(Saved entries)
------------------------------------------------------------

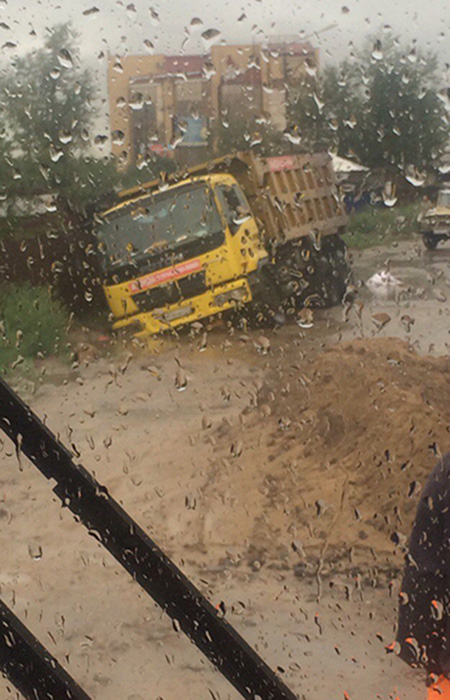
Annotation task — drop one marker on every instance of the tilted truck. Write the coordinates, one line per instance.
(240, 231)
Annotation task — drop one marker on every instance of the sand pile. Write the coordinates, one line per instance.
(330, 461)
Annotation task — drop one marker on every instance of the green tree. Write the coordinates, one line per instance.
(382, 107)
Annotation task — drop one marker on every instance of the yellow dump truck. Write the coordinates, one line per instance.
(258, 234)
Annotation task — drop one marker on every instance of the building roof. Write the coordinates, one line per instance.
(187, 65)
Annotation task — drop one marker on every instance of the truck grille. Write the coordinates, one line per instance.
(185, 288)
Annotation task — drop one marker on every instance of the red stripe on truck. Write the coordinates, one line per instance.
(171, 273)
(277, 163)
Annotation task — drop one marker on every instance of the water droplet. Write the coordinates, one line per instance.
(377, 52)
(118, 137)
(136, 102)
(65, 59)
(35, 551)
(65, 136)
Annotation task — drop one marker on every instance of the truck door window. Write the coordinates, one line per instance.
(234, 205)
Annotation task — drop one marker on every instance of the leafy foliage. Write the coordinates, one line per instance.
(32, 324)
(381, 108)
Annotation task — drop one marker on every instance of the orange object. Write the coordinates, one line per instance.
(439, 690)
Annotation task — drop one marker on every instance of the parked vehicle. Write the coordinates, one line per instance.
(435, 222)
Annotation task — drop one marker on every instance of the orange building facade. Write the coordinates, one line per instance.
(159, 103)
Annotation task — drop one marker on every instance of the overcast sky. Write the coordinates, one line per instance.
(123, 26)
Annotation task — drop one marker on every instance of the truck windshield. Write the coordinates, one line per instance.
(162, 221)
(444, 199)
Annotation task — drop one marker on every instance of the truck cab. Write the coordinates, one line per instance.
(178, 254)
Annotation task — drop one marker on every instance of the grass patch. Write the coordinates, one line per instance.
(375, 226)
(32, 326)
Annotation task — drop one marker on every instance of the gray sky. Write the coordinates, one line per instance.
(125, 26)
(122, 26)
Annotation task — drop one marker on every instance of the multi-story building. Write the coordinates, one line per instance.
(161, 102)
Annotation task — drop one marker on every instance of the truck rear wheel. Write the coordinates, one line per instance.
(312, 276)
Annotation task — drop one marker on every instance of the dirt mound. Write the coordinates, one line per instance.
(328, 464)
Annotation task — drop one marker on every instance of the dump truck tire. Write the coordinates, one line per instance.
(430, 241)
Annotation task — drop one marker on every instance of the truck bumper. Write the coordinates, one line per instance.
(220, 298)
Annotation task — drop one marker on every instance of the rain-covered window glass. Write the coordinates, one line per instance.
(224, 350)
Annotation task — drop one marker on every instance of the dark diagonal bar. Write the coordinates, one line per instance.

------------------------------------------------------------

:: WHAT THE EXERCISE ASKS ::
All lines from the one containing "tire. Write the coordinates, one line per instance." through the end of the records, both ends included, are to be quoted exactly; please add nothing else.

:: EXPECTED ANSWER ::
Annotation task — drop one marker on every instance of the dump truck tire. Write the coordinates, one line per instance.
(430, 241)
Annotation task — drop one marker on every instance of the truck bumper. Write the coordinates, one line per instance.
(220, 298)
Annotation task — drop one marker on every instance of the rain-covered window glass. Write the coordinates, one line per instance.
(224, 350)
Annotation task — drop one marker on every instance of the dark diagonal bar. Write the coordinates, one line per instance.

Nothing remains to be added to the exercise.